Output the data below in full, byte for byte. Nothing may differ.

[Point localization data]

§

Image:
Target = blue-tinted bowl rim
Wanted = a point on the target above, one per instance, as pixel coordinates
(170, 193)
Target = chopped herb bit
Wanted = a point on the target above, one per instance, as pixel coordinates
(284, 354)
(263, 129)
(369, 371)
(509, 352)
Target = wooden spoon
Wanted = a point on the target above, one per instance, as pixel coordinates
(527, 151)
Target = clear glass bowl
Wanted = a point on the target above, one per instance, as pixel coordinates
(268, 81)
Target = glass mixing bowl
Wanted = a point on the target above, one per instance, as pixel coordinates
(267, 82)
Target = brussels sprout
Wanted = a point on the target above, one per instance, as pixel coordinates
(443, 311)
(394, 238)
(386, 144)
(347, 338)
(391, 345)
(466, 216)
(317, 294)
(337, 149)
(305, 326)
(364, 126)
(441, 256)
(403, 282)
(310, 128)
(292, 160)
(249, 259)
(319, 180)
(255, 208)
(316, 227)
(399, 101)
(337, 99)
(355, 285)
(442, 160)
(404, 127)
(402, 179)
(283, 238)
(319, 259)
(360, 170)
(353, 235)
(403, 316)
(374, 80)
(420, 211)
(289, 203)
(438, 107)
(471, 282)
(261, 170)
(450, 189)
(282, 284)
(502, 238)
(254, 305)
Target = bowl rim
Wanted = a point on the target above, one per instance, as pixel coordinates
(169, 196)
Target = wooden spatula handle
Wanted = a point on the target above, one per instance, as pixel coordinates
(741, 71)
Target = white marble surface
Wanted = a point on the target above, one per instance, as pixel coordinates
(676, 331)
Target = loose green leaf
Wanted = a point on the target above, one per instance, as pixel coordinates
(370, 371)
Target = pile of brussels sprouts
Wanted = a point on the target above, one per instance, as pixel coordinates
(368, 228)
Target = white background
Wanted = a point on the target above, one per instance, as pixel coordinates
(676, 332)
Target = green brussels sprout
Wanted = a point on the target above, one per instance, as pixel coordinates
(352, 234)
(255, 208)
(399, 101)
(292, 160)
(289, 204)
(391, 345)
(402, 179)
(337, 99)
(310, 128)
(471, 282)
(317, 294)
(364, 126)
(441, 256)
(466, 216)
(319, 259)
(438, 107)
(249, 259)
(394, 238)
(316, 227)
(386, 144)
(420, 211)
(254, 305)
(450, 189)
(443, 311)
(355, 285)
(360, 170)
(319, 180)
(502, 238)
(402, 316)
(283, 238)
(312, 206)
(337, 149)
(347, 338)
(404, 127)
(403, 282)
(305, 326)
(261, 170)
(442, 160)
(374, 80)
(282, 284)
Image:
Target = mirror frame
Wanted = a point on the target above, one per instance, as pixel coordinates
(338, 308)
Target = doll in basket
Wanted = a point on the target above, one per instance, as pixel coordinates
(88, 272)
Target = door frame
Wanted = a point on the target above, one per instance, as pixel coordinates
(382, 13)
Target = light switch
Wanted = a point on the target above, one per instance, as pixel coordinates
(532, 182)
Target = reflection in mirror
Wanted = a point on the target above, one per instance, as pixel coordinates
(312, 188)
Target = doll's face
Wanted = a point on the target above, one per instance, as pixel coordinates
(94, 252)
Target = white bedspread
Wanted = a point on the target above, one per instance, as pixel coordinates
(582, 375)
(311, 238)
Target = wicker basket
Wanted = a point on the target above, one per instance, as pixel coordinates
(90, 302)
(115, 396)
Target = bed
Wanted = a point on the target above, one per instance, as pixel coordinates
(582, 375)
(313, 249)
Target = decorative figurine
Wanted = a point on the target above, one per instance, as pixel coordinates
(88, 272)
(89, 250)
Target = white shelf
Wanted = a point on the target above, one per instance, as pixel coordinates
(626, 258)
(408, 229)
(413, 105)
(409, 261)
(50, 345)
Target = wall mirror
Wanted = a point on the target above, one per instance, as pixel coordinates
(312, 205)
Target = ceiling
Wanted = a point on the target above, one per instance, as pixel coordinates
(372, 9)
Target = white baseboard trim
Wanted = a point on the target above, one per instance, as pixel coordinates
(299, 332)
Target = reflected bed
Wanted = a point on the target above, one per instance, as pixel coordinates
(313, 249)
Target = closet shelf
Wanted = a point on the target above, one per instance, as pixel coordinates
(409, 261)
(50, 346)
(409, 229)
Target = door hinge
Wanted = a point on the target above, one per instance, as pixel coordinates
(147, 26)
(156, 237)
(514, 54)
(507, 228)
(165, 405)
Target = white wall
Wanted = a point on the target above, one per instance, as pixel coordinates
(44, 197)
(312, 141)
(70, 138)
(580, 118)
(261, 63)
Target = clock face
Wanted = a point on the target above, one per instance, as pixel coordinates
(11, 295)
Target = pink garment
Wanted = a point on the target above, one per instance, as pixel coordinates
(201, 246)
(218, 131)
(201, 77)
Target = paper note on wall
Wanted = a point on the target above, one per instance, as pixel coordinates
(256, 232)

§

## Reply:
Image:
Target = blue-tinted bowl rim
Wanted = a point on the target above, one per instance, as pixel coordinates
(170, 193)
Target = chopped herb bit
Wanted = a point on the target above, one per instance, as pixel coordinates
(284, 354)
(263, 129)
(369, 371)
(509, 352)
Target = wooden spoon
Wanted = a point on the target above, one per instance, as pixel coordinates
(527, 151)
Target = clear glass bowl
Wanted = a point on the target above, one per instance, as pixel coordinates
(268, 81)
Target = glass mixing bowl
Wanted = a point on the target above, one per instance, as pixel coordinates
(267, 82)
Target = brussels sprout
Wanted = a point on the target above, one per instance, as pixel coordinates
(443, 311)
(394, 238)
(386, 144)
(347, 338)
(391, 345)
(466, 216)
(317, 294)
(337, 149)
(305, 326)
(364, 126)
(441, 256)
(403, 282)
(310, 128)
(292, 160)
(249, 259)
(319, 180)
(255, 208)
(316, 227)
(399, 101)
(337, 99)
(355, 285)
(442, 160)
(404, 127)
(402, 179)
(283, 238)
(319, 259)
(360, 170)
(353, 235)
(403, 316)
(374, 80)
(420, 211)
(289, 203)
(438, 107)
(471, 282)
(261, 170)
(450, 189)
(282, 284)
(502, 238)
(254, 305)
Target = bowl rim
Wanted = a point on the target above, one per instance, as pixel coordinates
(169, 196)
Target = wooden spatula handle
Wanted = a point on the target above, one per instance, as pixel coordinates
(741, 71)
Target = white marble surface
Wanted = a point on the target above, one per instance, as pixel coordinates
(676, 331)
Target = loose green leaf
Wanted = a point on the target above, one per instance, as pixel coordinates
(370, 371)
Target = pile of brussels sprouts
Wanted = a point on the target above, one per instance, as pixel coordinates
(368, 228)
Target = white background
Wanted = a point on the target above, one per instance, as pixel coordinates
(676, 332)
Target = green brussels sprout
Wanted = a point on the target above, one per instance, as pixel coordinates
(352, 234)
(255, 208)
(399, 101)
(292, 160)
(289, 204)
(391, 345)
(402, 179)
(337, 99)
(310, 128)
(471, 282)
(317, 294)
(364, 126)
(441, 256)
(466, 216)
(319, 259)
(438, 107)
(249, 259)
(394, 238)
(316, 227)
(386, 144)
(420, 211)
(254, 305)
(450, 189)
(443, 311)
(355, 285)
(360, 170)
(319, 180)
(502, 238)
(402, 316)
(283, 238)
(312, 206)
(337, 149)
(347, 338)
(404, 127)
(403, 282)
(305, 326)
(261, 170)
(442, 160)
(374, 80)
(282, 284)
Image:
Target = mirror frame
Wanted = a point on the target above, one per instance, as pixel coordinates
(338, 308)
Target = doll in basket
Wanted = a point on the target above, one per instance, as pixel coordinates
(88, 272)
Target = door frame
Wanted = a point on the target above, one per instance, as pixel coordinates
(382, 13)
Target = light switch
Wanted = a point on the target above, one per instance, as pixel coordinates
(532, 182)
Target = reflection in mirror
Wanted = a point on the target above, one per instance, as pixel coordinates
(312, 188)
Target = doll's face
Wanted = a point on the target above, one per instance, as pixel coordinates
(94, 252)
Target = white bedspread
Wanted = a point on the target above, one per instance, as pixel coordinates
(582, 375)
(311, 238)
Target = wicker basket
Wanted = a point on the target above, one per instance, as pixel coordinates
(90, 302)
(115, 396)
Target = bed
Wanted = a point on the target above, one per instance, as pixel coordinates
(582, 375)
(313, 249)
Target = decorative figurine
Wanted = a point on the target above, one per instance, as pixel coordinates
(88, 272)
(89, 250)
Target = white shelf
Wanted = a point on the target above, one per instance, as pixel coordinates
(626, 258)
(408, 229)
(413, 105)
(409, 261)
(50, 345)
Target = wall mirror
Wanted = a point on the target above, one per instance, as pixel coordinates
(312, 205)
Target = ceiling
Wanted = a point on the target above, one per instance, as pixel coordinates
(372, 9)
Target = white baseboard trim
Wanted = a point on the target above, one per instance, as pixel coordinates
(299, 332)
Target = reflected bed
Wanted = a point on the target above, one per instance, as pixel coordinates
(313, 249)
Target = closet shelf
Wanted = a point on the target above, one per instance, as pixel coordinates
(409, 261)
(50, 346)
(409, 229)
Target = door hinge
Wanted = a point on the target above, one per instance, as pixel coordinates
(147, 26)
(156, 237)
(514, 54)
(507, 228)
(165, 405)
Target = white wall
Wanted = a point on the target above, one per instance, as pixel coordinates
(44, 197)
(312, 141)
(70, 138)
(580, 118)
(261, 63)
Target = clock face
Wanted = a point on the target above, one per instance, as pixel coordinates
(11, 295)
Target = pink garment
Wanted = a point on the target above, one per instance, as pixel coordinates
(201, 246)
(218, 131)
(201, 77)
Target = paper note on wall
Wanted = a point on the target above, one per instance, as pixel coordinates
(256, 232)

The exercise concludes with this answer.